Task instructions: Please transcribe the adoption forum thread below in full, word for word.

=== Document excerpt ===

Oh my gosh that's a crazy timeline! I just read a story two days ago about a woman who adopted the boy her parents fostered. Same situation as your but not the super speedy adoption. One weekend to choose names? Did you like the ones they chose? lol.

 

You mention your very supportive husband, which I don't have, which is why I don't believe I can handle a sib group yet. I do like the idea of an older child. On one hand I want to have a narrowed age range but on the other hand I want to leave it up to the agency. I don't know what to do!

post #162 of 262

Yes we liked their names lol Actually my oldest wanted Anna Nicole.... For obvious reasons we said no so she switched it to Nicole Ann (Nicole is my middle name, Ann is my mother-in-law's middle name).  My other daughter chose Leah Dawn (Leah-she wanted a name that started with an L, was in the Bible and was pretty, Dawn is my moms middle name). Nicole's birth name was Jelluassy and Leah's was Ines.  They HATED their names and were so excited we let them change them.  They adapted INSTANTLY and NEVER called each other by the wrong name. 

 

My friend who adopted did so as a single mom.  She adoped a 12 y.o. and a 14 y.o.!!!!  Both girls.... She has had her hands full.  Make sure you have a good support system.  Also, our girls brother & sister were 9 mos and 20 mos when they were removed from bio family and placed with their adoptive parents and they have WAY more issues than my girld do younger doesn't always mean easier...  We loved starting out with school age kids.  :)

post #163 of 262

You've given me quite a lot to think about! I think with the older kids, you pretty much know what you're getting into and the younger kids are more of a gamble. But who knows, maybe I'm just hoping it's that way.

=== Excerpted records ===

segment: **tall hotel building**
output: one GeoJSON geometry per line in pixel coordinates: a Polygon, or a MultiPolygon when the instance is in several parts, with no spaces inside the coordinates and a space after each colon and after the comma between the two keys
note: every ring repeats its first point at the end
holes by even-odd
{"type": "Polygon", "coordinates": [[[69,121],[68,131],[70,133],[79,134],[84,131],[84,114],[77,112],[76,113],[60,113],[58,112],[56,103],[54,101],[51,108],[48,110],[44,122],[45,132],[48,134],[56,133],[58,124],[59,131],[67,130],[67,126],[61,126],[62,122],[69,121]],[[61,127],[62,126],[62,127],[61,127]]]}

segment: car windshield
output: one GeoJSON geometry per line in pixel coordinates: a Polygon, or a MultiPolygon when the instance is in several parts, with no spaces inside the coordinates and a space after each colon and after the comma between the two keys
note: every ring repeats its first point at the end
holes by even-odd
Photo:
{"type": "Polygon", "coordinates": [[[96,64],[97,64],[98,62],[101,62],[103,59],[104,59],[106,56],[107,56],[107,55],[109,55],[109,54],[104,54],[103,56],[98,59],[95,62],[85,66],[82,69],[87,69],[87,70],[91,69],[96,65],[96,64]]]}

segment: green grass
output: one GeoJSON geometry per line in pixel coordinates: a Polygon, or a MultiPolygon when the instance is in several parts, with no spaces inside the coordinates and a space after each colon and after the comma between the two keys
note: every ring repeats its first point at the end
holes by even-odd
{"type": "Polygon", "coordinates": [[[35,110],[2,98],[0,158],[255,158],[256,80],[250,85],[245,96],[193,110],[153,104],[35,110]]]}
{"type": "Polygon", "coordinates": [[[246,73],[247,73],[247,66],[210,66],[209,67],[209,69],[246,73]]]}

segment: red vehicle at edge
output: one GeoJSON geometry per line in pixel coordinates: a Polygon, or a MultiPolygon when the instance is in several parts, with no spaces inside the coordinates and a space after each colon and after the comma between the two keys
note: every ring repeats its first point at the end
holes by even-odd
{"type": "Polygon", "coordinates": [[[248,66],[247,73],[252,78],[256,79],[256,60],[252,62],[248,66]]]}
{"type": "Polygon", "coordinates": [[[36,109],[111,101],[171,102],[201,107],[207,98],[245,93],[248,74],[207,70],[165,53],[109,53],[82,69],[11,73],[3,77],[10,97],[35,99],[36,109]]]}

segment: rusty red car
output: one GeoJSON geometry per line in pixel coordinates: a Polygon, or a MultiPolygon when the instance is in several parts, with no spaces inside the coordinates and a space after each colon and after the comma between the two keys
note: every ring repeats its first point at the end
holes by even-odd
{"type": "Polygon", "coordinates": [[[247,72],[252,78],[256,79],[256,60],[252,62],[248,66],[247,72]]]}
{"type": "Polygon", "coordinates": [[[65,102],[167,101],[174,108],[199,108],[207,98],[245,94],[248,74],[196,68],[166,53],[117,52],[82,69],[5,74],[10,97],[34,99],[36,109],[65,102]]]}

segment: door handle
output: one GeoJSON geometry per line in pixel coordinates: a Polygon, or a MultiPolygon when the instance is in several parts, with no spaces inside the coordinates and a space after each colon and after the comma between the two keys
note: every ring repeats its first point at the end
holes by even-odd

===

Problem solution:
Oh my gosh that's a crazy timeline! I just read a story two days ago about a woman who adopted the boy her parents fostered. Same situation as your but not the super speedy adoption. One weekend to choose names? Did you like the ones they chose? lol.

 

You mention your very supportive husband, which I don't have, which is why I don't believe I can handle a sib group yet. I do like the idea of an older child. On one hand I want to have a narrowed age range but on the other hand I want to leave it up to the agency. I don't know what to do!

post #162 of 262

Yes we liked their names lol Actually my oldest wanted Anna Nicole.... For obvious reasons we said no so she switched it to Nicole Ann (Nicole is my middle name, Ann is my mother-in-law's middle name).  My other daughter chose Leah Dawn (Leah-she wanted a name that started with an L, was in the Bible and was pretty, Dawn is my moms middle name). Nicole's birth name was Jelluassy and Leah's was Ines.  They HATED their names and were so excited we let them change them.  They adapted INSTANTLY and NEVER called each other by the wrong name. 

 

My friend who adopted did so as a single mom.  She adoped a 12 y.o. and a 14 y.o.!!!!  Both girls.... She has had her hands full.  Make sure you have a good support system.  Also, our girls brother & sister were 9 mos and 20 mos when they were removed from bio family and placed with their adoptive parents and they have WAY more issues than my girld do younger doesn't always mean easier...  We loved starting out with school age kids.  :)

post #163 of 262

You've given me quite a lot to think about! I think with the older kids, you pretty much know what you're getting into and the younger kids are more of a gamble. But who knows, maybe I'm just hoping it's that way.